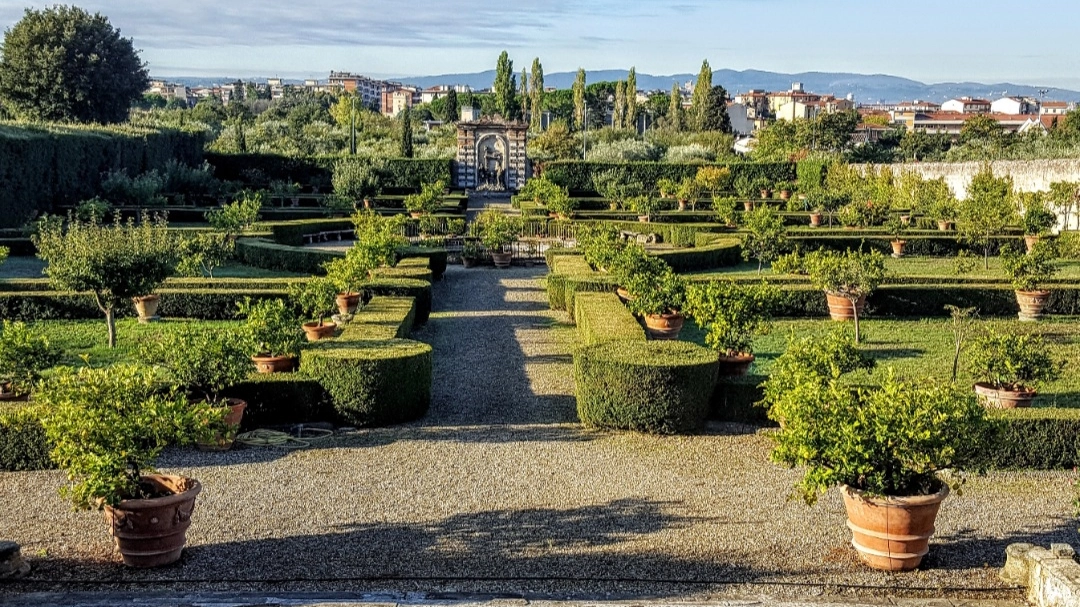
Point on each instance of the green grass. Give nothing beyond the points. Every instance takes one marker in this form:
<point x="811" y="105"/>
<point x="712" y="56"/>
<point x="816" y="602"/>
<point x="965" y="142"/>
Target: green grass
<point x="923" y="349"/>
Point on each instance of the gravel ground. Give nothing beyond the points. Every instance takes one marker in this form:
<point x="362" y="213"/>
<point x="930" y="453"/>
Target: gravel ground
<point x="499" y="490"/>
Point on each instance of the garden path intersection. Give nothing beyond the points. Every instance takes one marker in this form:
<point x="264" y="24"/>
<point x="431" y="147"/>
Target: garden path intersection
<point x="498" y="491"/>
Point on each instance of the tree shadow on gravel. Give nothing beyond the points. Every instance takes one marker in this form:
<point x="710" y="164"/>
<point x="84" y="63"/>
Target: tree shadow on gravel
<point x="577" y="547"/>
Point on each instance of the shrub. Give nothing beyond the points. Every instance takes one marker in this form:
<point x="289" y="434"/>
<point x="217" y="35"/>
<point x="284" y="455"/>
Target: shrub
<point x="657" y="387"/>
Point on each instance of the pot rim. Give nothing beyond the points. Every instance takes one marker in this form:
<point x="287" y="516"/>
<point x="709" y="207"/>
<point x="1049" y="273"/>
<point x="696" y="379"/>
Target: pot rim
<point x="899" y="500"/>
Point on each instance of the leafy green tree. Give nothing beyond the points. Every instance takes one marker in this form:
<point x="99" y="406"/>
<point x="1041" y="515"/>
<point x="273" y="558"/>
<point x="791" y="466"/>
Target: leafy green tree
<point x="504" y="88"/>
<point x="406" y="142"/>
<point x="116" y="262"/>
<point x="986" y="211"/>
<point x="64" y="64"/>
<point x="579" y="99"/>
####################
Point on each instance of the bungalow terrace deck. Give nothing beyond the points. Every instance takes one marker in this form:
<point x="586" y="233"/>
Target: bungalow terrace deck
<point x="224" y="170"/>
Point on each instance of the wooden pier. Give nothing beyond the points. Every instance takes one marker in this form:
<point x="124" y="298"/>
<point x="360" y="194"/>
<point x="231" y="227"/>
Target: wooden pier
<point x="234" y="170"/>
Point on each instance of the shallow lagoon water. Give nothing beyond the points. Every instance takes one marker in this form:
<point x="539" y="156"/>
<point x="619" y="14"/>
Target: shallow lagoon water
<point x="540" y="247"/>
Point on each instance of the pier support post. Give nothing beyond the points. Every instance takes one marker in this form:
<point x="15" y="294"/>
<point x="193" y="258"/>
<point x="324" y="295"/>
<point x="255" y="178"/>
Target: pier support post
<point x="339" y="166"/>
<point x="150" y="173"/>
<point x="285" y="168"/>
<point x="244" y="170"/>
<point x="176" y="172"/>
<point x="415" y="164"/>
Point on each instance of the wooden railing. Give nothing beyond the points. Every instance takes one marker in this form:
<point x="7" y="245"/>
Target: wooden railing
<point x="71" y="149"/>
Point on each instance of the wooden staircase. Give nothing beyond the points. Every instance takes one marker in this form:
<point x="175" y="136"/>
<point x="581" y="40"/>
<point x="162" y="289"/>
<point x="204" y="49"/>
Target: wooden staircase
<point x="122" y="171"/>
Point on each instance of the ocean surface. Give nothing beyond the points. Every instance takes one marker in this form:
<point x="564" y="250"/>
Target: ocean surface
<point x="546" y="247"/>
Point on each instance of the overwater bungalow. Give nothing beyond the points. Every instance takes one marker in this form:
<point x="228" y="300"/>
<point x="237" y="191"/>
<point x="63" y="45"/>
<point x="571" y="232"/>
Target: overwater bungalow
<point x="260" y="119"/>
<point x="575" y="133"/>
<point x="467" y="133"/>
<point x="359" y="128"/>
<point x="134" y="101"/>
####################
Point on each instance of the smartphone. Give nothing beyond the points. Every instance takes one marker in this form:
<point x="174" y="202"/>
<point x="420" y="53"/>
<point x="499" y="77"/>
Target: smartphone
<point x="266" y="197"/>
####################
Pull out each line of the material above that contains the word "lagoon" and copy those lines unchanged.

Point on each instance of the shallow lagoon water. Give nothing beyond the points. Every instance takes one marker in this form:
Target: shallow lagoon water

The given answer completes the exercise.